REQUIRED ACTION:
Please show every line from the entries that carries the word "grass".

SUPPLIED RECORDS:

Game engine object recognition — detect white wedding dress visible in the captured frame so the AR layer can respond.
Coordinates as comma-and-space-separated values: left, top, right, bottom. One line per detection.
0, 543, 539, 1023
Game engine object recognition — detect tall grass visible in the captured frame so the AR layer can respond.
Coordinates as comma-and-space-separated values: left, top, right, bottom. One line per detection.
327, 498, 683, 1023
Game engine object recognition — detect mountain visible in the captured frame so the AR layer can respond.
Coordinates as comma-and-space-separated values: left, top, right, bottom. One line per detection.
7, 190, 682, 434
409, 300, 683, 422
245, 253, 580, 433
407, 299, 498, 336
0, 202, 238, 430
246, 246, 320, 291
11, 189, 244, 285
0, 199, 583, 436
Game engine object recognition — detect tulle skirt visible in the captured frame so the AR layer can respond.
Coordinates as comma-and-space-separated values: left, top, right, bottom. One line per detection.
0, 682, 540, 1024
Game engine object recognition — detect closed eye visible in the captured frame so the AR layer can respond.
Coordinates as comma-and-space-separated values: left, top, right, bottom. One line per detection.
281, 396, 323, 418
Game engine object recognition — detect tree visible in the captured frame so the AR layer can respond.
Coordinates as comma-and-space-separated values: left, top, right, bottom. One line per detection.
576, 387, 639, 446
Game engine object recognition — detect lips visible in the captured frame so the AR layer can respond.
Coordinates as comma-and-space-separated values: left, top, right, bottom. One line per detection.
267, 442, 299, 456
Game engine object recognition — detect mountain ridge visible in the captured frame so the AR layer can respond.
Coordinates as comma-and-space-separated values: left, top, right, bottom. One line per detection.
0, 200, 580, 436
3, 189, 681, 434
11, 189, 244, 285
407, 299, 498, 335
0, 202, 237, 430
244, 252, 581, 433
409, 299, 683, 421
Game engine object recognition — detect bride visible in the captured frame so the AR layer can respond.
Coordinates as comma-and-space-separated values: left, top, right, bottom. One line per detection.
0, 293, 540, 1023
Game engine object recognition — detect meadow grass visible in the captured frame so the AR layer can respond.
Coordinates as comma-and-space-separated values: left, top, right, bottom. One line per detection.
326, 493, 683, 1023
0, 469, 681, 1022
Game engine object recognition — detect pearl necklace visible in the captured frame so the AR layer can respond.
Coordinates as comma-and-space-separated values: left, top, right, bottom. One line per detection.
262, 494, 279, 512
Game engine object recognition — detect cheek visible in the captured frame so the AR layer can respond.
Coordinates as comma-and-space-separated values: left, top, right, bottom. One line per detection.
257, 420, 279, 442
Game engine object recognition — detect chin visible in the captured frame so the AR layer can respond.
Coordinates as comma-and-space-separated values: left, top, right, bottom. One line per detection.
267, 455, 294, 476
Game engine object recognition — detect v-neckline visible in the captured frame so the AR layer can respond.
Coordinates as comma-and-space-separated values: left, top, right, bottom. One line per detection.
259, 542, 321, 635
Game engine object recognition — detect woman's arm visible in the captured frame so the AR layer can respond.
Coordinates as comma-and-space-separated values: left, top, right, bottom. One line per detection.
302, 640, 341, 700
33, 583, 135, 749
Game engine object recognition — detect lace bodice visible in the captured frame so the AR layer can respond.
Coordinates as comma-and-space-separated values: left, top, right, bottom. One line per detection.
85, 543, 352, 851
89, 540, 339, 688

EXERCISE OUTPUT:
Game engine object recognition — detect tall grass visible in the captured frame so the AR layer can respond.
Game engine object recognition — detect meadow grass visible in the captured frame so the AR layer can respond.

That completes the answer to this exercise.